▶ Task details: Each entry needs to be restated exactly as written.

▶ Collected data entries:
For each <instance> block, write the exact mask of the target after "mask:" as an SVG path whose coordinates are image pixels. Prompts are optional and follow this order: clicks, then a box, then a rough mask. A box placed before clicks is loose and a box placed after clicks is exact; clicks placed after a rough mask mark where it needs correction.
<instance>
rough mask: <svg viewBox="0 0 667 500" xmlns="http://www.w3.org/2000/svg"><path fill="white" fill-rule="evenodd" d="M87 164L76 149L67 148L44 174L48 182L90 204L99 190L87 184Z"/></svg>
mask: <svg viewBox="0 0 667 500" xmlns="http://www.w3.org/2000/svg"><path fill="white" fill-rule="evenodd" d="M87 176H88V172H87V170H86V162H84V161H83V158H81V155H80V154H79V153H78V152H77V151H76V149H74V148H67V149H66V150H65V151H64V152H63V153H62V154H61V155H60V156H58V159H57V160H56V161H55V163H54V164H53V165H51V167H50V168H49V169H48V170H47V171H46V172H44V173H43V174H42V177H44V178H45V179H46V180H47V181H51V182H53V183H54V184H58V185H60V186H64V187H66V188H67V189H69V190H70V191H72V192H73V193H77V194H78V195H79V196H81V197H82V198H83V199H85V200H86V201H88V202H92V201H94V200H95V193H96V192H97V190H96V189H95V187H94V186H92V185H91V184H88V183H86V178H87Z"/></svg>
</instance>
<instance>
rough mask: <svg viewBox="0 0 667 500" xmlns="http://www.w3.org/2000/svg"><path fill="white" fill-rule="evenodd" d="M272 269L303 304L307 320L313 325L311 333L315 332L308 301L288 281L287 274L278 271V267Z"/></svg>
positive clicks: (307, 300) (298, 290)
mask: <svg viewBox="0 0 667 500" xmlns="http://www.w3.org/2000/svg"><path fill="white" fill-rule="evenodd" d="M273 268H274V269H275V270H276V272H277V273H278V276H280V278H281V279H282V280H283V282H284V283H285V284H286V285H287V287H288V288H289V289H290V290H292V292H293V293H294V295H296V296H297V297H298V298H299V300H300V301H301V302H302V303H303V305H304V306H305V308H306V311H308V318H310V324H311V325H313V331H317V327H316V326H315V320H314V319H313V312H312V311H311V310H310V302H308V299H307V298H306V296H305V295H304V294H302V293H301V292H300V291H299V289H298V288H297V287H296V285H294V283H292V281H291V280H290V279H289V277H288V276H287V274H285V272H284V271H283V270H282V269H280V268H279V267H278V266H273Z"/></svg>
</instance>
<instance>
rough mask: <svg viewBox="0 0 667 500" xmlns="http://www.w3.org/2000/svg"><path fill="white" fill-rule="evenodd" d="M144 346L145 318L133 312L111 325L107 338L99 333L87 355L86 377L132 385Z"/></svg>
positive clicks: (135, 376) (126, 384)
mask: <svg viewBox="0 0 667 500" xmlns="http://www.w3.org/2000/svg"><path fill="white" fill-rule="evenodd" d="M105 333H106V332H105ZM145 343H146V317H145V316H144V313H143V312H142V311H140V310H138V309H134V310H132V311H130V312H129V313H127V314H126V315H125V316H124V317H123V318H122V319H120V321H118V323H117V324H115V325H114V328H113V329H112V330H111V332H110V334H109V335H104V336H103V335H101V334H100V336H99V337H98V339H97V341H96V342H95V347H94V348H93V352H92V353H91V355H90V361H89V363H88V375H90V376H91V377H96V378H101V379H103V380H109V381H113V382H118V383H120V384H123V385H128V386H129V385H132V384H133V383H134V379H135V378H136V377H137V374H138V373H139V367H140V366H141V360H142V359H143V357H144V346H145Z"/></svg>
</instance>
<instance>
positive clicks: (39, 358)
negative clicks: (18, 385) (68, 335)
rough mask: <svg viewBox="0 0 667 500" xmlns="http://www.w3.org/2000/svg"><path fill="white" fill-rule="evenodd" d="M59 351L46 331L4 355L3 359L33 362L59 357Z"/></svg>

▶ Exercise answer:
For each <instance> block, write the exact mask of the target after "mask:" as an SVG path whose coordinates are image pixels. Prompts are optional and follow this order: clicks, then a box, then a rough mask. A box placed before clicks is loose and a box placed after clicks is exact; clicks placed after a rough mask mark where it needs correction.
<instance>
rough mask: <svg viewBox="0 0 667 500" xmlns="http://www.w3.org/2000/svg"><path fill="white" fill-rule="evenodd" d="M87 164L76 149L67 148L44 174L48 182L90 204L99 190L87 184Z"/></svg>
mask: <svg viewBox="0 0 667 500" xmlns="http://www.w3.org/2000/svg"><path fill="white" fill-rule="evenodd" d="M87 176H88V172H87V170H86V162H84V161H83V158H81V155H80V154H79V153H78V152H77V151H76V149H74V148H67V149H66V150H65V151H64V152H63V153H62V154H61V155H60V156H58V159H57V160H56V161H55V163H54V164H53V165H51V167H50V168H49V169H48V170H47V171H46V172H44V173H43V174H42V177H44V178H45V179H46V180H47V181H51V182H53V183H54V184H58V185H60V186H64V187H66V188H67V189H69V190H70V191H72V192H73V193H77V194H78V195H79V196H81V197H82V198H83V199H85V200H86V201H88V202H92V201H94V200H95V193H96V192H97V190H96V189H95V187H94V186H92V185H91V184H88V183H86V178H87Z"/></svg>
</instance>
<instance>
rough mask: <svg viewBox="0 0 667 500" xmlns="http://www.w3.org/2000/svg"><path fill="white" fill-rule="evenodd" d="M272 269L303 304L307 320L313 325L311 333L315 332L308 301L288 281L287 274L278 271V267Z"/></svg>
positive clicks: (307, 300) (298, 290)
mask: <svg viewBox="0 0 667 500" xmlns="http://www.w3.org/2000/svg"><path fill="white" fill-rule="evenodd" d="M273 268H274V269H275V270H276V272H277V273H278V276H280V278H281V279H282V280H283V282H284V283H285V284H286V285H287V287H288V288H289V289H290V290H292V292H293V293H294V295H296V296H297V297H298V298H299V300H300V301H301V302H302V303H303V305H304V306H305V308H306V311H308V318H310V324H311V325H313V331H317V327H316V326H315V320H314V319H313V312H312V311H311V310H310V302H308V299H307V298H306V296H305V295H304V294H302V293H301V292H300V291H299V289H298V288H297V287H296V285H294V283H292V281H291V280H290V279H289V277H288V276H287V274H285V272H284V271H283V270H282V269H280V268H279V267H278V266H273Z"/></svg>
</instance>
<instance>
rough mask: <svg viewBox="0 0 667 500" xmlns="http://www.w3.org/2000/svg"><path fill="white" fill-rule="evenodd" d="M144 346L145 318L133 312L111 325L107 338L99 333L87 355L86 377L132 385Z"/></svg>
positive clicks: (135, 376) (126, 384)
mask: <svg viewBox="0 0 667 500" xmlns="http://www.w3.org/2000/svg"><path fill="white" fill-rule="evenodd" d="M105 333H106V332H105ZM145 343H146V317H145V316H144V313H143V312H142V311H140V310H138V309H134V310H132V311H130V312H129V313H127V314H126V315H125V316H124V317H123V318H122V319H120V321H118V323H117V324H115V325H114V328H113V329H112V330H111V332H110V334H109V335H104V336H103V335H101V334H100V336H99V337H98V339H97V341H96V342H95V347H94V348H93V352H92V353H91V355H90V361H89V363H88V375H90V376H91V377H96V378H101V379H103V380H109V381H113V382H118V383H120V384H123V385H128V386H129V385H132V384H133V383H134V379H135V378H136V377H137V374H138V373H139V367H140V366H141V360H142V359H143V357H144V346H145Z"/></svg>
</instance>
<instance>
positive clicks: (39, 358)
negative clicks: (18, 385) (68, 335)
rough mask: <svg viewBox="0 0 667 500" xmlns="http://www.w3.org/2000/svg"><path fill="white" fill-rule="evenodd" d="M59 351L46 331L4 355L3 359L33 362L59 357Z"/></svg>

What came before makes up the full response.